### PROBLEM TO SOLVE
Identify the lines in the data below that contain "rough" and give only how many there are.

#####

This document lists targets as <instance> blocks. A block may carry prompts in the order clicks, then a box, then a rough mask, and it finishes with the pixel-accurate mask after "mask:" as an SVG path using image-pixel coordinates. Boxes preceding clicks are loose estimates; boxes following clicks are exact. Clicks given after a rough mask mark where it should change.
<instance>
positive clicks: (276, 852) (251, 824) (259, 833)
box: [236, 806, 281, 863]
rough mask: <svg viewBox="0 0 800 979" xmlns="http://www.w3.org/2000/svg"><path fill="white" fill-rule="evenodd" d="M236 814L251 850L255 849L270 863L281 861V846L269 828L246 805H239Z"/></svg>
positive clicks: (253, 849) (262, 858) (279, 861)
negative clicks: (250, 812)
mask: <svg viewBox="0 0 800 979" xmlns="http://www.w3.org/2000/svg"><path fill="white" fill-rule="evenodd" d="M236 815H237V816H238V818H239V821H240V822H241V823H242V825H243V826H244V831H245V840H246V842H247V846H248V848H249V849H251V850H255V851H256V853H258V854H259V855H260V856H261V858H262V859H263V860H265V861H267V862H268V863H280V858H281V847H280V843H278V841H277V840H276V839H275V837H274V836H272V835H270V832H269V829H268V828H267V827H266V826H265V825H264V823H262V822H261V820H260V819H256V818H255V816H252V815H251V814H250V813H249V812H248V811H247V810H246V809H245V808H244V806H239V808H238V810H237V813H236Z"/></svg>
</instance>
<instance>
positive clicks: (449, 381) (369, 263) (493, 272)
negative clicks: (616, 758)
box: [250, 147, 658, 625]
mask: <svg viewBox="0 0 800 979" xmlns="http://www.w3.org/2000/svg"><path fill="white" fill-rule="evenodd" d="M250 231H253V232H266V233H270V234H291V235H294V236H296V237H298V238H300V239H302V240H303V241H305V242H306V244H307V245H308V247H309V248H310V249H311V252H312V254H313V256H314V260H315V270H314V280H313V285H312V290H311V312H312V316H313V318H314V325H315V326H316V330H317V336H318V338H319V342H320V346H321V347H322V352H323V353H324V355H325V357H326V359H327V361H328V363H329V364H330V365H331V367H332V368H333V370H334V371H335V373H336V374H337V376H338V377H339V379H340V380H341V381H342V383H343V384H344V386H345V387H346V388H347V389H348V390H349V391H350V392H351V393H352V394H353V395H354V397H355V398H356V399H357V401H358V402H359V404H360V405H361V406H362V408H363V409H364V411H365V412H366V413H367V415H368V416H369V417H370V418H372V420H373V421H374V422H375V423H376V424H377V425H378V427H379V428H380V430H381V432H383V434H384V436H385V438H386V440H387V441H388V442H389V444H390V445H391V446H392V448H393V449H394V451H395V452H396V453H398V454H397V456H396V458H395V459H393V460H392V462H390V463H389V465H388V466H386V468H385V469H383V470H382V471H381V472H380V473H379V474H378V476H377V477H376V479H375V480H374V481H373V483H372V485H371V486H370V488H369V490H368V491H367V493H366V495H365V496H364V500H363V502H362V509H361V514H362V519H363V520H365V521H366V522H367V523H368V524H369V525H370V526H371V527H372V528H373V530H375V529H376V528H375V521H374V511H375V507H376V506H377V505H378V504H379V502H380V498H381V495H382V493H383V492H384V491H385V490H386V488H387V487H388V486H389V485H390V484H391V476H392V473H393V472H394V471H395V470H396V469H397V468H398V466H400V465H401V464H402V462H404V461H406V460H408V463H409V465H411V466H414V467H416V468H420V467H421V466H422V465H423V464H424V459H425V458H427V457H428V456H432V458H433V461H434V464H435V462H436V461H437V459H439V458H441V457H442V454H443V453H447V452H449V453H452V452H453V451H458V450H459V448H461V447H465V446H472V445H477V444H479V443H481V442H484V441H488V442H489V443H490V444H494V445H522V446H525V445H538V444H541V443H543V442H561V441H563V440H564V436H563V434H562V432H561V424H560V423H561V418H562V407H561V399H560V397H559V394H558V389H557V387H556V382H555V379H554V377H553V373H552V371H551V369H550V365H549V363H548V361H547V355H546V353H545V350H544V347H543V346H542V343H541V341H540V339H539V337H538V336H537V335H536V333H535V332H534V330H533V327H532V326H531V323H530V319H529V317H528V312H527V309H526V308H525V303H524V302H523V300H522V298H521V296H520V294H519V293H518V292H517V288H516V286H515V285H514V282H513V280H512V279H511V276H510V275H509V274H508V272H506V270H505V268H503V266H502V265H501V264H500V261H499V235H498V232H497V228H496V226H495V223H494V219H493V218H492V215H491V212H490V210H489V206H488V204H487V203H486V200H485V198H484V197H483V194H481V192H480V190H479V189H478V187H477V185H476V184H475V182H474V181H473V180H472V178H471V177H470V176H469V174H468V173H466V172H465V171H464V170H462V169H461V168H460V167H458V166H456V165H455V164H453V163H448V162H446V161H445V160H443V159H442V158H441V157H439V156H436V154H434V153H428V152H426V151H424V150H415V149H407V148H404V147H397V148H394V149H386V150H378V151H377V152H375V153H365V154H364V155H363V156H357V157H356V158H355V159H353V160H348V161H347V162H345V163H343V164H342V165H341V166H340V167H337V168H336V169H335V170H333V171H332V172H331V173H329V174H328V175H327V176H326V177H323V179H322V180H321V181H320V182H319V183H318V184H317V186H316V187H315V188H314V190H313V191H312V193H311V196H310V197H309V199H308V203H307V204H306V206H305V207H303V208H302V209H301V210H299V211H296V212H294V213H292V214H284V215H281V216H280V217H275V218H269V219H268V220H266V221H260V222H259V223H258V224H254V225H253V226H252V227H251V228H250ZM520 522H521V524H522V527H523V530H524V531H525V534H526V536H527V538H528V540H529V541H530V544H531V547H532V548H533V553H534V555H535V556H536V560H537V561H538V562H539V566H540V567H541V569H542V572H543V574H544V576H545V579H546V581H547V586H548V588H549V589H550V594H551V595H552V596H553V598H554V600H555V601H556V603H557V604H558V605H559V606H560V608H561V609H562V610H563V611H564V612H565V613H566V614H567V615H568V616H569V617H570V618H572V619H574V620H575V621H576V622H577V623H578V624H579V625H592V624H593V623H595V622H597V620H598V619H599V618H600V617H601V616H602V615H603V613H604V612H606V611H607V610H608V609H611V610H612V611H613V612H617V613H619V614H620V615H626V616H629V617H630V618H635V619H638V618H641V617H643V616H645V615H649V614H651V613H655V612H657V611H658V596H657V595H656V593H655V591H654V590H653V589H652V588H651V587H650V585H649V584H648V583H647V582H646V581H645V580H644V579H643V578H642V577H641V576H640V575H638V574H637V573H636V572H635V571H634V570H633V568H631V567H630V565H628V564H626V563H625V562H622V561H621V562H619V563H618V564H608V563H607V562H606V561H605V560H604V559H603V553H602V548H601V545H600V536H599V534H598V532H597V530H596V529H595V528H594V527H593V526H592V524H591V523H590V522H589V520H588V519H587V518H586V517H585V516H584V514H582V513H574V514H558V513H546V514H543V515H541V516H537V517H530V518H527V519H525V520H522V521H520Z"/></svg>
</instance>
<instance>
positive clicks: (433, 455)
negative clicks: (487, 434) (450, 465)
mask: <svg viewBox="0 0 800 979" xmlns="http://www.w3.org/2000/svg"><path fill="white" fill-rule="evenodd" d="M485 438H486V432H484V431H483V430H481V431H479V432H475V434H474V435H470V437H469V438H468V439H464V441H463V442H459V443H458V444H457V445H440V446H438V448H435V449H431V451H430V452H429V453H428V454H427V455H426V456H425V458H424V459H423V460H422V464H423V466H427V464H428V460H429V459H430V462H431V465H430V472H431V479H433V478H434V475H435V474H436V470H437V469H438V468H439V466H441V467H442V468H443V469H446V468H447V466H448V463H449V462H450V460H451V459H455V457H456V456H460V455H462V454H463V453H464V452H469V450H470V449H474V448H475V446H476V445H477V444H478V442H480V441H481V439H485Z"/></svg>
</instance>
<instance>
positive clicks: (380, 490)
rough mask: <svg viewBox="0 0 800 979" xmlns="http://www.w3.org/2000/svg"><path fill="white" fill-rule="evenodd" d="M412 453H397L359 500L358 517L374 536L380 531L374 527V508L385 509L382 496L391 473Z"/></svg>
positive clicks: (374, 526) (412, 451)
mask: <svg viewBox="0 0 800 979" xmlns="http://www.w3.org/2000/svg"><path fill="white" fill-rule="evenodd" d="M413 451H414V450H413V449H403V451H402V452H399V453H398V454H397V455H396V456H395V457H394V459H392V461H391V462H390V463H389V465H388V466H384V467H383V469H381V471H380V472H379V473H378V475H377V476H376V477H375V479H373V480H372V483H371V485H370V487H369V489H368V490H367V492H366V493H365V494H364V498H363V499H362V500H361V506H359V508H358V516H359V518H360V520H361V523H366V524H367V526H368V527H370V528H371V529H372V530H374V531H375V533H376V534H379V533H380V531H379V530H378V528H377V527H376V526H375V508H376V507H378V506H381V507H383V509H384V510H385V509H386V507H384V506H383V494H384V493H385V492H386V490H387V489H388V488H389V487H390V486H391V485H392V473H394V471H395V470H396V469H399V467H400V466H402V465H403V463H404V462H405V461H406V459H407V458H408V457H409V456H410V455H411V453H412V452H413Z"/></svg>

#####

### ANSWER FOR THIS EXERCISE
3